Work instructions: Filter the entries below, keeping every line that contains the word "noun". Copy each matching line in full.

++++ Source records ++++

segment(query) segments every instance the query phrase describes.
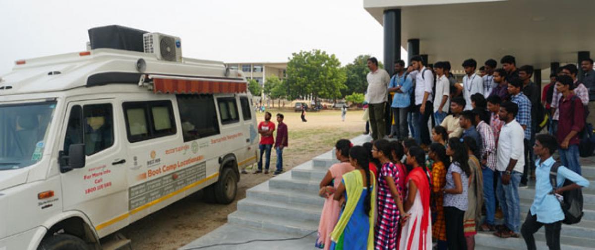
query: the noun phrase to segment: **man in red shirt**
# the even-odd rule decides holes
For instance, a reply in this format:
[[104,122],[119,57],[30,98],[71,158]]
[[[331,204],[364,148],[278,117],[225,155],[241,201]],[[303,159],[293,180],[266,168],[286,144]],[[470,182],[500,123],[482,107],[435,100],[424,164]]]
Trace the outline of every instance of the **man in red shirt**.
[[283,172],[283,149],[287,146],[287,125],[283,123],[283,114],[277,114],[277,121],[279,125],[274,146],[277,151],[277,170],[273,174],[275,176]]
[[581,99],[572,93],[572,79],[568,76],[556,78],[556,89],[562,93],[558,108],[560,110],[556,138],[560,143],[562,165],[581,174],[578,162],[578,133],[585,125],[585,110]]
[[273,144],[275,142],[273,139],[273,131],[275,131],[275,124],[271,122],[271,113],[267,111],[264,114],[264,121],[261,121],[258,124],[258,133],[261,135],[258,149],[261,151],[261,157],[258,160],[258,170],[254,172],[255,174],[262,173],[262,154],[265,151],[267,152],[267,162],[264,165],[264,173],[268,174],[268,168],[271,165],[271,148],[273,148]]

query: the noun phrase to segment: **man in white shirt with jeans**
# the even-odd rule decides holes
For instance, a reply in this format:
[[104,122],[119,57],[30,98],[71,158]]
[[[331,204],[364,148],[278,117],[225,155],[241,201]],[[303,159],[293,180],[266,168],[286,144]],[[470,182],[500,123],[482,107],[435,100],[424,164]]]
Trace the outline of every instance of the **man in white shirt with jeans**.
[[375,57],[368,58],[368,68],[370,70],[366,76],[366,80],[368,80],[368,112],[372,138],[375,140],[384,138],[386,134],[384,109],[388,99],[387,90],[390,76],[386,70],[378,68],[378,60]]
[[415,117],[417,117],[415,125],[419,127],[419,132],[416,140],[418,140],[417,142],[423,148],[431,143],[428,121],[433,114],[432,88],[434,87],[434,74],[430,69],[424,66],[424,62],[419,55],[413,57],[411,62],[413,71],[409,73],[409,76],[415,79],[415,112],[414,120]]
[[473,59],[467,59],[463,62],[465,76],[463,77],[463,97],[466,102],[465,110],[471,110],[471,96],[475,93],[484,94],[483,79],[475,74],[477,62]]
[[496,170],[498,172],[496,194],[505,224],[494,235],[500,238],[518,238],[521,226],[521,206],[519,184],[522,176],[524,131],[515,117],[518,112],[518,105],[512,102],[505,102],[500,107],[498,115],[505,124],[500,130]]

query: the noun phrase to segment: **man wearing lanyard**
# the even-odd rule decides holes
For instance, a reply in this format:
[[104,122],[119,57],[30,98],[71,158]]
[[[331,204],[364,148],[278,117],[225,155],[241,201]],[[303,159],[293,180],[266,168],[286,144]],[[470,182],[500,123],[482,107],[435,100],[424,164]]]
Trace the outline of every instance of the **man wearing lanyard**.
[[486,75],[481,78],[484,81],[484,96],[486,98],[491,94],[491,90],[496,86],[496,83],[494,82],[494,70],[498,62],[493,59],[488,59],[484,63]]
[[[393,134],[399,140],[403,140],[408,136],[407,129],[407,111],[411,102],[411,89],[413,82],[409,74],[405,72],[405,62],[396,60],[394,62],[394,76],[390,79],[389,92],[394,93],[393,102],[390,105],[396,129],[391,132],[389,138]],[[394,133],[393,133],[394,132]]]
[[465,110],[471,110],[471,96],[475,93],[484,94],[483,80],[475,74],[475,68],[477,62],[473,59],[467,59],[463,62],[463,68],[465,68],[465,76],[463,77],[463,97],[465,98],[466,105]]

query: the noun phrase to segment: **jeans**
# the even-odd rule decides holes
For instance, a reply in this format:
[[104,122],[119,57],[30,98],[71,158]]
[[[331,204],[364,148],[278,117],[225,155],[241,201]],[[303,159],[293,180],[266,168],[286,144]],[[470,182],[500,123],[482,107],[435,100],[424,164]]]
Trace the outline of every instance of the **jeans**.
[[277,146],[277,171],[283,171],[283,148]]
[[522,238],[525,239],[525,243],[527,244],[527,249],[537,249],[537,246],[535,245],[533,234],[539,230],[542,226],[546,227],[546,242],[548,248],[550,250],[560,250],[560,231],[562,230],[562,221],[553,223],[542,223],[537,221],[537,215],[531,215],[530,211],[527,214],[525,223],[523,223],[522,228],[521,229]]
[[484,201],[486,204],[486,223],[494,225],[496,213],[496,193],[494,192],[494,171],[488,167],[481,168],[484,177]]
[[369,104],[368,105],[369,110],[370,128],[372,129],[372,139],[374,140],[384,138],[386,132],[386,123],[384,122],[384,105],[386,102],[379,104]]
[[442,121],[446,118],[446,112],[442,112],[442,114],[439,114],[438,111],[434,112],[434,121],[436,123],[436,126],[440,125],[442,123]]
[[271,165],[271,148],[273,147],[273,144],[261,144],[258,145],[258,149],[261,151],[261,158],[258,160],[258,170],[262,170],[262,154],[267,151],[267,162],[264,165],[264,169],[268,170],[269,166]]
[[581,165],[578,162],[578,145],[568,145],[566,149],[560,149],[560,161],[562,164],[574,173],[581,174]]
[[394,120],[395,135],[397,139],[403,140],[407,138],[409,131],[407,129],[407,108],[391,108],[393,119]]
[[418,117],[419,117],[419,112],[412,112],[409,111],[407,113],[407,123],[409,125],[409,130],[411,131],[411,137],[415,139],[418,144],[421,141],[421,138],[419,138],[419,126],[415,126],[417,123],[415,121],[418,120]]
[[424,110],[424,114],[419,112],[419,108],[421,107],[421,105],[418,105],[415,106],[415,108],[417,110],[415,112],[418,114],[418,120],[417,123],[415,125],[419,127],[419,141],[418,143],[419,145],[425,144],[426,145],[429,145],[430,143],[432,142],[430,138],[430,129],[428,128],[428,121],[430,120],[430,116],[432,115],[432,102],[430,101],[425,101],[425,110]]
[[519,184],[522,174],[513,171],[508,185],[502,184],[504,172],[499,172],[496,192],[500,208],[504,214],[505,225],[508,229],[518,233],[521,226],[521,198],[519,197]]
[[465,211],[454,207],[444,207],[446,226],[446,244],[449,249],[467,250],[463,218]]

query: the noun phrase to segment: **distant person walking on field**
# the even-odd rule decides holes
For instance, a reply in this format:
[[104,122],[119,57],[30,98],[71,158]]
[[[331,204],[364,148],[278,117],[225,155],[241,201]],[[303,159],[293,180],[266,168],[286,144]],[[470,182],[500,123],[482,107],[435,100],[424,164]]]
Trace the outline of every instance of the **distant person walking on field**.
[[277,170],[274,175],[283,172],[283,149],[287,146],[287,125],[283,123],[283,114],[277,114],[277,122],[279,125],[277,129],[277,138],[275,139],[275,150],[277,151]]
[[368,58],[368,68],[370,72],[366,76],[368,81],[368,103],[372,138],[374,140],[384,138],[386,133],[384,123],[384,105],[386,105],[387,90],[390,76],[386,70],[378,68],[375,57]]
[[267,111],[264,114],[264,121],[261,121],[258,124],[258,133],[261,135],[260,158],[258,160],[258,170],[255,174],[262,173],[262,154],[266,152],[267,162],[265,163],[264,173],[268,174],[269,166],[271,164],[271,148],[274,143],[273,139],[273,132],[275,131],[275,124],[271,122],[271,113]]

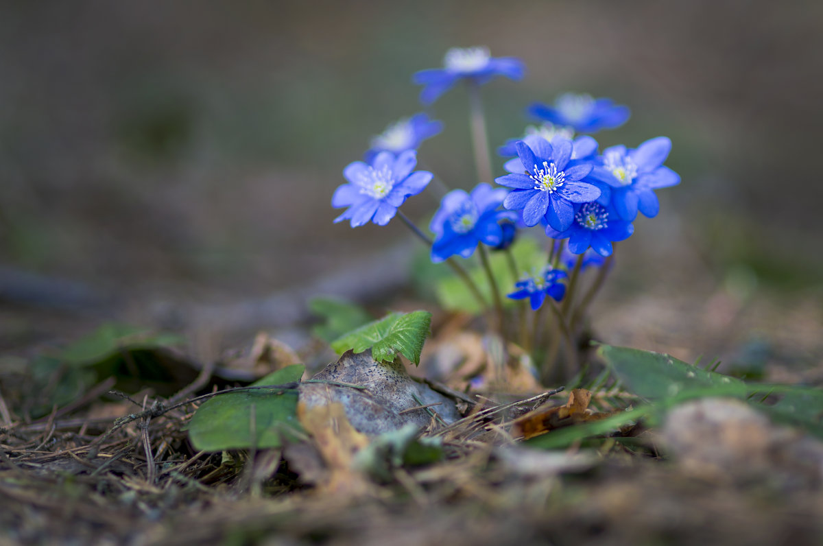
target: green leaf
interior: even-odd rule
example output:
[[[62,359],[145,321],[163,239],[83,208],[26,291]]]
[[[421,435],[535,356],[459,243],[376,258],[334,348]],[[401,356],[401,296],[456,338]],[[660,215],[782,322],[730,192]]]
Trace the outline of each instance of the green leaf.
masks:
[[[302,364],[288,366],[252,386],[300,381],[304,371]],[[206,400],[194,413],[188,427],[188,437],[194,448],[202,451],[280,447],[284,438],[295,437],[302,430],[297,420],[297,398],[296,389],[218,394]]]
[[[325,324],[314,326],[312,332],[326,343],[373,320],[360,306],[332,297],[315,297],[309,301],[309,309],[325,320]]]
[[[548,259],[548,254],[541,248],[540,244],[529,237],[519,238],[512,245],[511,251],[514,255],[514,262],[517,265],[517,275],[512,273],[509,257],[505,253],[493,252],[489,259],[492,274],[497,281],[497,287],[500,290],[503,304],[506,306],[518,305],[514,300],[507,298],[506,294],[514,292],[514,283],[519,280],[519,278],[524,273],[546,265]],[[461,264],[463,263],[461,260]],[[477,288],[486,300],[491,301],[491,287],[483,268],[479,266],[472,268],[469,270],[468,274],[477,285]],[[472,314],[482,312],[477,299],[466,287],[466,284],[455,275],[438,281],[436,295],[437,301],[445,310]]]
[[[610,345],[601,345],[597,352],[629,390],[648,399],[746,395],[746,384],[740,380],[667,354]]]
[[[67,347],[57,357],[69,366],[91,366],[124,349],[153,349],[179,344],[182,341],[179,336],[152,334],[146,328],[106,324]]]
[[[823,390],[820,389],[793,385],[774,405],[755,407],[778,422],[800,427],[823,438]]]
[[[332,348],[341,354],[349,349],[363,352],[370,348],[372,357],[379,362],[393,362],[399,352],[419,365],[430,325],[431,313],[428,311],[389,313],[332,342]]]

++++

Expected output:
query: the noun phrase to segment: **man in red shirt**
query: the noun phrase to segment: **man in white shirt with jeans**
query: the noun phrase to segment: **man wearing lanyard**
query: the noun phrase to segment: **jeans**
query: the noun phrase to segment: **distant person walking on field**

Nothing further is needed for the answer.